Task objective: Print each of the following records line for line, changing nothing.

Stored data:

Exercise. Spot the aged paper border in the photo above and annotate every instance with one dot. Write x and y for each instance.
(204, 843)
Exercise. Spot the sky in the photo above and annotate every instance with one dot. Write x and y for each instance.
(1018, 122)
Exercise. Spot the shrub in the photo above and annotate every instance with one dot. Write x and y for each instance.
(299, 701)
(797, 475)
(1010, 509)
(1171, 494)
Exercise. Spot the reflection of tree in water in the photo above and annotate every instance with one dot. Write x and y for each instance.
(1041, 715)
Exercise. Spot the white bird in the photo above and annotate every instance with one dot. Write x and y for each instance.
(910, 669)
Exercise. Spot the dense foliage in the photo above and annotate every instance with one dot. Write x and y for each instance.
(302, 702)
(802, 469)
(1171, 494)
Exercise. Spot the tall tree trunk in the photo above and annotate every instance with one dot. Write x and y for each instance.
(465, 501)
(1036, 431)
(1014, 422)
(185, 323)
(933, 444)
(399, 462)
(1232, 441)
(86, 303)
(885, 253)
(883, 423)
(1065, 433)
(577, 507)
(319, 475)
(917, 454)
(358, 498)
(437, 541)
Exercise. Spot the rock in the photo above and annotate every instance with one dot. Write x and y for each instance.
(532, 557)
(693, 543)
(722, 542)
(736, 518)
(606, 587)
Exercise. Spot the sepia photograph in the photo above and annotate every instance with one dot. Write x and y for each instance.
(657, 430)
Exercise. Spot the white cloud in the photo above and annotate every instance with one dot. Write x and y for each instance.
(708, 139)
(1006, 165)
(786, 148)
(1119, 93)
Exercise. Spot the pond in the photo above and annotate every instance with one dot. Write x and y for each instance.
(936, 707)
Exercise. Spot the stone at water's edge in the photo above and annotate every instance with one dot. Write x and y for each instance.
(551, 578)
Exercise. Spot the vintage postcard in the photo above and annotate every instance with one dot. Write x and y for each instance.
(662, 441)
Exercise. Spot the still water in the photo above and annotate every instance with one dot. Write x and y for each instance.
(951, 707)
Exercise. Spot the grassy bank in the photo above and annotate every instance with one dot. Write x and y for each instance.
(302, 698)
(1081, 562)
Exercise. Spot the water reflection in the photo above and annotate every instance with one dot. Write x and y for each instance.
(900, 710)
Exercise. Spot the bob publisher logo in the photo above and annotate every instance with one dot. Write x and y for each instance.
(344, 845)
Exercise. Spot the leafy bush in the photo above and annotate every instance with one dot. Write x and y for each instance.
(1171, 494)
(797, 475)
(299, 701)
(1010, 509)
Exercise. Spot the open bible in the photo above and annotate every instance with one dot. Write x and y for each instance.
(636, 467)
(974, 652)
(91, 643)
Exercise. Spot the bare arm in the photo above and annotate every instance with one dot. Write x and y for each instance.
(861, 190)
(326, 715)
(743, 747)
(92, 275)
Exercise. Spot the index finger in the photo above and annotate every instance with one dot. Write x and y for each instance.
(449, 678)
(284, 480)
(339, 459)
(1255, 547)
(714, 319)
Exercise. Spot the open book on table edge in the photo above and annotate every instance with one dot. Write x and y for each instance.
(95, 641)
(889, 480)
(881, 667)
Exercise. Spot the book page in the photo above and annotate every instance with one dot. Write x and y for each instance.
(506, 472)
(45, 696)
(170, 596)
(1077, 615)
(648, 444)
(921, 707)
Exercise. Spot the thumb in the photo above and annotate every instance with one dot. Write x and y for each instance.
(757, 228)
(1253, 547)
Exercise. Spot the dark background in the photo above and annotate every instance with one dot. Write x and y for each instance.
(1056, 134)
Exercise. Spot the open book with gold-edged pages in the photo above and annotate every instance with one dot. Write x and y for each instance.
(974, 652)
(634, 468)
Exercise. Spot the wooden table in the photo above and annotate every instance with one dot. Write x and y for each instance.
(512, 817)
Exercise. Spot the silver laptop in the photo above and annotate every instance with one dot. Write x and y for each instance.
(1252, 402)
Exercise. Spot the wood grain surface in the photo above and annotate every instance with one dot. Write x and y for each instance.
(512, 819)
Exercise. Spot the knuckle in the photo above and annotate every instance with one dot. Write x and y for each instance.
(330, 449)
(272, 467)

Response to this exercise:
Exercise. Spot the aged paper border in the photo above and annotate every instance with one dot. Write x and y for each instance.
(204, 843)
Exercise. Spot the sky in the photo above and annotate every instance with one dot. Write x and y for each instance.
(1018, 122)
Exercise. Spot the shrub in the photo above and annotate every instance with one dot. Write x and y for each instance.
(299, 701)
(797, 475)
(1010, 509)
(1171, 494)
Exercise. Spot the reflection of tree in water in the photo above and annotate every instance with one dot. Write x and y for each instance.
(1041, 715)
Exercise. Spot the white bird in the photo above and annotate every instance with one dot. Write x and y for each instance.
(910, 669)
Exercise. Spot the dense foliage in the photo above and annotate every instance with one dot. Write x and y for each instance.
(302, 702)
(802, 469)
(1171, 494)
Exercise. Spot the tall tree trunk in the photo above and annotate every instance with one dot. Write x and y for each instance.
(465, 501)
(1036, 431)
(1014, 422)
(185, 323)
(933, 444)
(399, 462)
(1232, 441)
(86, 303)
(885, 253)
(883, 423)
(1065, 433)
(577, 507)
(319, 475)
(917, 454)
(358, 498)
(437, 541)
Exercise. Spot the rock in the photo above and annotate every instance with one dot. Write x and y for each instance.
(532, 557)
(693, 543)
(722, 542)
(736, 518)
(606, 587)
Exercise. Spot the sepia photograph in the photo above and annotate every instance with one dot. Write x and y for each instance.
(657, 430)
Exercise. Spot the white cloud in the photo above and annotate every instance with one dot. Write x and y for each instance.
(708, 139)
(1006, 165)
(786, 148)
(1119, 93)
Exercise. Spot the pond in the photo above and annotate every instance with one dot. Write x and y for each instance.
(936, 707)
Exercise. Spot the stone at water's edge in the photo above and annotate every instance with one dot. Write x and y for each instance.
(551, 578)
Exercise. Spot the vintage postcard in the photo above and annotate every instance with one dot. Write x and y for each instance.
(662, 441)
Exercise. Spot the still water in the photo above and annotate every instance with one dot. Write x and y for each instance.
(951, 707)
Exercise. Spot the grassy bank in the photo above and annotate every instance with one dot. Write x and y for each instance.
(302, 698)
(1081, 562)
Exercise. Spot the water reflection in the photo above and annotate every instance with one dot. Write x and y for each instance.
(900, 710)
Exercise. Spot the bob publisher logo in the photo above and annotate every instance with one dot. Write x and y for each instance.
(344, 845)
Exercise. Spot the leafy bush in the photo above and annotate every instance with one dot. Write x and y for each instance.
(1171, 494)
(797, 475)
(299, 701)
(1010, 509)
Exercise. Spot the open bible in the photo above and annotate every instance with one dot. Write x and y for each instance.
(636, 467)
(974, 652)
(91, 643)
Exercise. Spot the bare arm in the photo above and annotate every instance with one dot. Write x and y for each instance.
(861, 190)
(326, 715)
(743, 747)
(92, 275)
Exercise. Spot the index finger in the photo above and annotate every instance with one dot. Write x and y for each instance.
(449, 678)
(284, 480)
(339, 459)
(1255, 547)
(714, 319)
Exercise. Spot the open book on table edge in the photo above and annotate every instance with one dot. Write x and y for each instance.
(95, 641)
(889, 480)
(881, 667)
Exercise. Spot the book page in the photo above and annotate every instance with one dot. Write x and y for each instance.
(506, 472)
(45, 696)
(170, 596)
(1077, 615)
(648, 444)
(921, 707)
Exercise. Spot the thumb in the photo above and annotate every instance with one dot. Write x and y for each instance.
(757, 228)
(1253, 547)
Exercise. Spot the dark background in the photo above and annotate every instance with one dot. Write x and y for each instance.
(1056, 134)
Exercise. Spot the open book with gold-edged pages in the photo above and annotate every instance with one dot. Write x and y for each instance.
(974, 652)
(634, 468)
Exercise. Spot the wooden table in the photo above and annotate every instance with one dot. Write x and y for each instance.
(512, 817)
Exercise. Spot the silver laptop in the photo above and annotate every instance with one dot. Write x and y for each instance.
(1252, 402)
Exercise. Spot the wood grain surface in the photo above and annotate every instance with one dot. Write x and y for each instance.
(512, 819)
Exercise. Spot the knuckle in the photo above and annotate every instance with one dot. Write x and y for each instance.
(330, 449)
(272, 467)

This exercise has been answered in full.